Исходный текст>
_ _ _ _ _

Трагедия знаменитой актрисы Людмилы Зайцевой
В кино знаменитая актриса Людмила Зайцева играла героинь с нелегкой женской судьбой. И недавно она сама пережила страшное горе
В кино она играла героинь с нелегкой женской судьбой, а в реальной жизни долгие годы была счастлива в семейной жизни. С режиссером, актером, сценаристом Геннадием Ворониным Людмила Зайцева познакомилась на съемках фильма «Праздники детства». Они прожили вместе почти 50 лет. А год назад муж актрисы умер. Людмила Васильевна до сих пор тяжело переживает потерю любимого супруга. Нашему репортеру она рассказала и о счастливой поре в жизни, и о том, как старается справиться с постигшим ее горем.
- Выросла я в траве, в степи, в бурьянах. На Кубани. Поскольку мне в детстве ничего не объясняли, я подчинялась обстоятельствам, в которых жила, входила в положение родителей. Понимаете? Вот у всех «лодочки», а у меня мужские ботинки. Не было у родителей денег мне на «лодочки». На уцененные в комиссионке мужские полуботинки три рубля было, а пятнадцать рублей на «лодочки» (по старым ценам) не было. Поэтому я никогда ничего у них не требовала. А как зарождается мысль стать актрисой? Это, наверное, никто не знает. По-моему, с детства такая мечта пришла в голову мне.
Потом вся юность была направлена на то, чтобы эту мечту осуществить. У нас в семье никто ни с кем не делился. Это никогда не было принято в простых семьях. Я была человеком самостоятельным: что хотела, то и делала. Мама далека была от всего этого. Крестьянка, колхозница. Какие артисты? Хотя мама очень любила кино и сама была человеком певучим и очень артистичным. У нас вся родня такая, несмотря на то, что все простые люди, всю жизнь на земле прожили.
На Кубани вообще народ певучий. Я пошла в вечернюю школу, потому что надо было зарабатывать деньги и помогать родителям. Потом поехала на комсомольскую стройку в Таганрог, дома строила, много работала на разных предприятиях.
Но я никогда не оставляла свою мечту. Участвовала в самодеятельности, ходила в драмкружок, на танцы. Несколько раз подряд пыталась пробиться в Школу-студию МХАТ. Поначалу мне было сложно в Москве. Все здесь было чужое. Очень тяжело адаптировалась. Домой, естественно, не хотелось. Надо же возвращаться на белом коне, только с победой.
За все годы поступлений я читала бог знает что. Я приезжала и читала по наитию – то, что мне нравилось. Но, понимаете, чеховскую «Детвору» могут читать великие русские актеры – Дмитрий Журавлев, Яков Смоленский. А когда приезжает здоровая загоревшая девка с Кубани, с косами, с цыпками, с веснушчатым лицом и начинает читать: «Ах, мама, тети Нади нет дома». Это, конечно, смешно было. Меня это как творческую личность не очень-то раскрывало.

_ _ _ _ _

Задача>
Пожалуйста, продолжите приведенный выше текст о Людмиле Зайцевой, начав сразу после его последнего предложения.

_ _ _ _ _

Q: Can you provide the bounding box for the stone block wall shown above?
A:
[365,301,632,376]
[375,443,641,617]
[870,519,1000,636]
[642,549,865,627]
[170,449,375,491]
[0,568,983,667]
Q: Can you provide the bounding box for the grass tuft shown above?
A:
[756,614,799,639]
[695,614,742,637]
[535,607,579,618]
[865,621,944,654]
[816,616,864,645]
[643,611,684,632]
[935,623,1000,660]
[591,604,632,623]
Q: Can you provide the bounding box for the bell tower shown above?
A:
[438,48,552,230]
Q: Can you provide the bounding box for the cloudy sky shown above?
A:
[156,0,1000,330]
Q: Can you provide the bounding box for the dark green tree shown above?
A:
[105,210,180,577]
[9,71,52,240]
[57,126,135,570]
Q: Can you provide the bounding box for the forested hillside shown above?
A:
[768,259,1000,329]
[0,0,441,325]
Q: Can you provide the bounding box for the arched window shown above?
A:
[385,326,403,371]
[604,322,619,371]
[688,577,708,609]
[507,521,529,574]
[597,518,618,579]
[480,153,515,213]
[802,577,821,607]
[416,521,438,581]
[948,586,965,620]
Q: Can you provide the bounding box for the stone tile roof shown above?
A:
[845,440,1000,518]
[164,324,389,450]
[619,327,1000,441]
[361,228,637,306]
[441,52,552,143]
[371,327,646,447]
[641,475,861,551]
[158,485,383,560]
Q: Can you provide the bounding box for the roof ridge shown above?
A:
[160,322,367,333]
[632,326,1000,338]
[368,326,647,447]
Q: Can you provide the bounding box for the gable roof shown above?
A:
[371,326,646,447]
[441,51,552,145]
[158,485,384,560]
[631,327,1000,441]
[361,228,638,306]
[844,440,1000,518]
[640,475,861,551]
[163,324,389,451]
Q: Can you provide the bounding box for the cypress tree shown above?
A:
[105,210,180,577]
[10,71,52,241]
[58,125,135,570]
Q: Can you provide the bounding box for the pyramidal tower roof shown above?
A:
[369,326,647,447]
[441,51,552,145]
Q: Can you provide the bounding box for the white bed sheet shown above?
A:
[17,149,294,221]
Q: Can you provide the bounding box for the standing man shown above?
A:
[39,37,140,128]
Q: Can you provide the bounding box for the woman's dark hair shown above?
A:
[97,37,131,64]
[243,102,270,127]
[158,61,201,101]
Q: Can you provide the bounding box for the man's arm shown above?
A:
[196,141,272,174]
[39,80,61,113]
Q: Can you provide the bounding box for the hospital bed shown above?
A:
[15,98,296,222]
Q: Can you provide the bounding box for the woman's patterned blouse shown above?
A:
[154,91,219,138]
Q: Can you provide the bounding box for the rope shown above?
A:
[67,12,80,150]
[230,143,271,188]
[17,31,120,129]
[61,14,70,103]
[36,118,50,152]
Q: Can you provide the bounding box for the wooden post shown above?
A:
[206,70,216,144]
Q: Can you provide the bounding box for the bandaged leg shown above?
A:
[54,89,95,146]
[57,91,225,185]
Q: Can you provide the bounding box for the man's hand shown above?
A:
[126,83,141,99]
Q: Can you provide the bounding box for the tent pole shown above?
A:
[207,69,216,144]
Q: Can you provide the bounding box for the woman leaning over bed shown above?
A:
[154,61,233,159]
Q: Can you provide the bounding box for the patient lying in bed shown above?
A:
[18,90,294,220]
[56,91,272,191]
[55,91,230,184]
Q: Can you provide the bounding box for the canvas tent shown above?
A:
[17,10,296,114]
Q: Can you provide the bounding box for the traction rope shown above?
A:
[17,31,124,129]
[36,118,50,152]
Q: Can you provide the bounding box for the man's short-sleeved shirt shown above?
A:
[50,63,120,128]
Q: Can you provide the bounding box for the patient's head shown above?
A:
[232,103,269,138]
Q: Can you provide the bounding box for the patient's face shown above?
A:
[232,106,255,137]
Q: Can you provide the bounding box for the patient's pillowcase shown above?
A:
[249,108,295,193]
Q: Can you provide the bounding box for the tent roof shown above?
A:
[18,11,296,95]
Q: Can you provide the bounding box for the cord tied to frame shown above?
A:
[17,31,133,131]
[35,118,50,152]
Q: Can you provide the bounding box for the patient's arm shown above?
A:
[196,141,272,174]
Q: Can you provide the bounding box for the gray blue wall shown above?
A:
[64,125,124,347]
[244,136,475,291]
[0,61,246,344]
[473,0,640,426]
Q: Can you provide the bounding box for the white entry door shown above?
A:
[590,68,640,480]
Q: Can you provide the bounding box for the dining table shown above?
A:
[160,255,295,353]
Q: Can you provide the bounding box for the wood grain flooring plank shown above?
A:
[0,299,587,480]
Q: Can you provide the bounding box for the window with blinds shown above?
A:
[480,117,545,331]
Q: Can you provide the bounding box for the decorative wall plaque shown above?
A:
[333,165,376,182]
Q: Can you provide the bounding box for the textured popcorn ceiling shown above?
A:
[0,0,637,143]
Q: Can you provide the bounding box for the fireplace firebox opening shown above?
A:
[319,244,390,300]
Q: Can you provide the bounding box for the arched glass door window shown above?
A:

_ _ _ _ _

Ответ>
На четвертый год попыток поступить я была уже, что называется, тертым калачом. За год до поступления меня приняли в Рязанский ТЮЗ. Я занималась вокалом, пантомимой. То есть уже немножко окрепла. Во мне уже не было такого провинциализма, когда не знаешь, куда руки и ноги девать. Я выработала свой стиль. Была гладко зачесана. На вечернее прослушивание у меня было темное платье. Я даже колготки надевала и черные «лодочки». А на дневное – льняное.
Мы, девушки кубанские, хваткие. Наверное, Господь увидел мою настырность, мое стремление и сжалился надо мной. Меня приняли в Театральное училище имени Щукина. Естественно, эйфория. Молодость, Господи! Но потом-то начинается выход в жизнь, поиск места под солнцем. Меня не взяли ни в один московский театр. Я осталась не у дел. Меня подобрало кино.
Помню ощущение от первого съемочного дня. Это был ужас. Тем более роль у меня была – сержант Кирьянова, взрослая девушка, которая прошла уже карельский фронт, руководила целым взводом девчат. Приехали, выгрузились, надели гимнастерки, подпоясались, повесили наганы – и вперед. Даже сейчас, когда снимаюсь, я все равно нервничаю, волнуюсь.
Для меня, как в воду, надо вступить в первый съемочный день. Трепет такой испытываю.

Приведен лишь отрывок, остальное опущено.